[Entries for pointing and labeling]
▶

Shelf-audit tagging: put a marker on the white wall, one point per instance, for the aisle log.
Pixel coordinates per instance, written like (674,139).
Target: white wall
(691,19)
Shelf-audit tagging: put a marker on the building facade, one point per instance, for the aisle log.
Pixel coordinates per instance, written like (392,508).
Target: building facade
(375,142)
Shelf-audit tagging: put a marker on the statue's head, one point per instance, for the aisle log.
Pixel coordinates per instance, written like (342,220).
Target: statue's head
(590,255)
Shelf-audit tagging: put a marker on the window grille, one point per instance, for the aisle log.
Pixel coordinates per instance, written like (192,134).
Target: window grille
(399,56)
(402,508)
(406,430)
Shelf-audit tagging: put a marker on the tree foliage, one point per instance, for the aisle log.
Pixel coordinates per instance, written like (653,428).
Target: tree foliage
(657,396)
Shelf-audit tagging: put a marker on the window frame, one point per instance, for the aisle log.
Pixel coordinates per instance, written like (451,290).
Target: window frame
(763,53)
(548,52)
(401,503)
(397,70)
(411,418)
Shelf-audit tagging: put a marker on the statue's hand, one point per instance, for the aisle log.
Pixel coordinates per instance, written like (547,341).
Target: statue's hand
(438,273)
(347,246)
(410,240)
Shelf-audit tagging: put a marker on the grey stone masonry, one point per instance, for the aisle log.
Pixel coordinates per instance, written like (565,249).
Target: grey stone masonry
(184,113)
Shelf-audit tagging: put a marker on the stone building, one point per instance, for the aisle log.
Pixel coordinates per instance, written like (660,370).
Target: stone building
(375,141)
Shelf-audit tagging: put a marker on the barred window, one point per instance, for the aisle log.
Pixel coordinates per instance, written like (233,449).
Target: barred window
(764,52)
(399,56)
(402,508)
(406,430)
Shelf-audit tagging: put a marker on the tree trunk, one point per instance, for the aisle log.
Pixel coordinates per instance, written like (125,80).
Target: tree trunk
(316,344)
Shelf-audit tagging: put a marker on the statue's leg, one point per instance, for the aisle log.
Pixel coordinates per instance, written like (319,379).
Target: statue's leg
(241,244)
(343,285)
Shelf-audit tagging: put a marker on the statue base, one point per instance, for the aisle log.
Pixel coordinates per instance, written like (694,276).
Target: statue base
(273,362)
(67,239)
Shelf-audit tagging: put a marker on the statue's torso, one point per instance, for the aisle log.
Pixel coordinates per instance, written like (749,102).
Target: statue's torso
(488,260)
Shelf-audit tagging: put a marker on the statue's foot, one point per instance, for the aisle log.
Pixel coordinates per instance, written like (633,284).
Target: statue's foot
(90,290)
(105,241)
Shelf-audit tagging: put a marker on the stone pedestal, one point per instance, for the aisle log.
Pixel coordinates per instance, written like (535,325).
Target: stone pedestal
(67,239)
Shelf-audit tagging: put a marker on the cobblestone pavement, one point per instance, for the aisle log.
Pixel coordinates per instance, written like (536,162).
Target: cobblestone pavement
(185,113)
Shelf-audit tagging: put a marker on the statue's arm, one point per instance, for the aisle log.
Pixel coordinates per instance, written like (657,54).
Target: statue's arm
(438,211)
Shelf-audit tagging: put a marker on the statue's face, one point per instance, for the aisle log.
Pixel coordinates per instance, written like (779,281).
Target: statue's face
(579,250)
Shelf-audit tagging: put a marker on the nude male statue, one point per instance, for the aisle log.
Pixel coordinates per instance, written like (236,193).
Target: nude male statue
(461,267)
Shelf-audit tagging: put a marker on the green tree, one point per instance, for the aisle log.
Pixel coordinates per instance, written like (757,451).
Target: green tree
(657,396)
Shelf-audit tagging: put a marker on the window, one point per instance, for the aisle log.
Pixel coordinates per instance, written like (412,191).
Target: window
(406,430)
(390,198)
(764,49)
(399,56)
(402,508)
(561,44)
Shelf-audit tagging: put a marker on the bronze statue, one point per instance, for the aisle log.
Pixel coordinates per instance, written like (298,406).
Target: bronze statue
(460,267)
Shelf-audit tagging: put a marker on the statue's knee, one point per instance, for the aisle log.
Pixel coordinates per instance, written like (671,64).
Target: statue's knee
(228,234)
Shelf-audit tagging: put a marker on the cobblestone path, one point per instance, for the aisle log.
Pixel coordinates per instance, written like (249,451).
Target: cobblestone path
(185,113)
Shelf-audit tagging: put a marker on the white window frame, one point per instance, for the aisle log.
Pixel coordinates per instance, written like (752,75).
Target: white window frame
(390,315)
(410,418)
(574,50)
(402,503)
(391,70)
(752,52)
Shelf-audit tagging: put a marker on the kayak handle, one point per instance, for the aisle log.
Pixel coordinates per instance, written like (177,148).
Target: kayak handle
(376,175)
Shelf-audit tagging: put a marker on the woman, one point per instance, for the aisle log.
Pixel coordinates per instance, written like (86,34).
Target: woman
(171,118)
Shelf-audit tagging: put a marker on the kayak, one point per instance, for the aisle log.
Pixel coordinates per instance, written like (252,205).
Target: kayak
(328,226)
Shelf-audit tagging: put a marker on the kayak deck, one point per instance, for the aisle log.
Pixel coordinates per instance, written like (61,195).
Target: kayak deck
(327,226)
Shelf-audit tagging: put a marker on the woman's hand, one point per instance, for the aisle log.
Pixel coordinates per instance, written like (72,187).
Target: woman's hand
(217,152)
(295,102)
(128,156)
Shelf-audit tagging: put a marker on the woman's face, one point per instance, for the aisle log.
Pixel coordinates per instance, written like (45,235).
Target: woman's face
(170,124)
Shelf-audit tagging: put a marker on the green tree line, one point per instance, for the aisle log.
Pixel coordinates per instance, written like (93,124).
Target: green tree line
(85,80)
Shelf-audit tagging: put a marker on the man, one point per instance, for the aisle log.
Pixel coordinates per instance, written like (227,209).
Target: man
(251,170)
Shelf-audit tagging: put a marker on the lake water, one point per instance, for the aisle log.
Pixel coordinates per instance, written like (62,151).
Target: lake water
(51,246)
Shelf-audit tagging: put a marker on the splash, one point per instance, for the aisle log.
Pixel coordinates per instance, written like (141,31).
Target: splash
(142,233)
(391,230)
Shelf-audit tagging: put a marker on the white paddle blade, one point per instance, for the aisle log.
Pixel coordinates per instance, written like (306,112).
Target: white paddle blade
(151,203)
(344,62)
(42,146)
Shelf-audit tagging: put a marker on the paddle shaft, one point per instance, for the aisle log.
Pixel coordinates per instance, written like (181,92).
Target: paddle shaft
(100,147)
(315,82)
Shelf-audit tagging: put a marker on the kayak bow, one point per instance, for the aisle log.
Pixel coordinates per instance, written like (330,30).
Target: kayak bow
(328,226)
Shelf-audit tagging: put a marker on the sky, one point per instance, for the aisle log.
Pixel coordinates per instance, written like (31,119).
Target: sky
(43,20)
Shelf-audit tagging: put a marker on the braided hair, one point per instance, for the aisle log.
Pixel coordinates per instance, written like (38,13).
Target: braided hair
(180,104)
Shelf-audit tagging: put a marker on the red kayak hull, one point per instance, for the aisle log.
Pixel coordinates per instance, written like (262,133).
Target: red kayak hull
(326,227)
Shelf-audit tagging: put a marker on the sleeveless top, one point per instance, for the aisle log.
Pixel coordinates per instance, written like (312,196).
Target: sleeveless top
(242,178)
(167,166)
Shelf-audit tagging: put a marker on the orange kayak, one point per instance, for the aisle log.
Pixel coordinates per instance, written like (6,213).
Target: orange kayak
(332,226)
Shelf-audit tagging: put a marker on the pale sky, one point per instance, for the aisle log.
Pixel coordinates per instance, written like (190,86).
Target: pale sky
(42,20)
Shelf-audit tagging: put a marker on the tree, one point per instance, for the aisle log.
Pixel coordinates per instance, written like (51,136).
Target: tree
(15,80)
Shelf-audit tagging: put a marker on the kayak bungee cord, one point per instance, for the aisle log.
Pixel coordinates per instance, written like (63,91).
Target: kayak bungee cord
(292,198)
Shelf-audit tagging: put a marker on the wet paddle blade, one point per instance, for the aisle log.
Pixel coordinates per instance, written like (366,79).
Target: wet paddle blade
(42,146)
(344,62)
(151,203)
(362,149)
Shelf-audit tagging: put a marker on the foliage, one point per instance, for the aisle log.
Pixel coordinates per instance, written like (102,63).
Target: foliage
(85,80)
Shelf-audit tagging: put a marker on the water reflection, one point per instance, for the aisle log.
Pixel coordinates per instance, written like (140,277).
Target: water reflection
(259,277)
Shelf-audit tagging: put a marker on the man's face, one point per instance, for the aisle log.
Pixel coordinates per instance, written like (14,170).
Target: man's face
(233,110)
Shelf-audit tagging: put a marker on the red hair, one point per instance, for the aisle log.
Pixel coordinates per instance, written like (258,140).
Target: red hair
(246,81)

◀

■ Your goal: Reproduce verbatim the part of the listing that runs from the line containing "Shelf-audit tagging: put a marker on the water" through the final line of the listing, with both ends included.

■ Exercise solution:
Shelf-audit tagging: put a marker on the water reflection, one point per instance, for the aisle log.
Pixel coordinates per instance, written like (140,277).
Target: water reflection
(259,277)
Shelf-audit tagging: put a marker on the man's face, one point per instance, for the aisle log.
Pixel coordinates per instance, written like (14,170).
Target: man's face
(233,110)
Shelf-audit tagging: put a marker on the red hair, one point per instance, for the aisle log.
Pixel coordinates per instance, written like (258,140).
Target: red hair
(246,81)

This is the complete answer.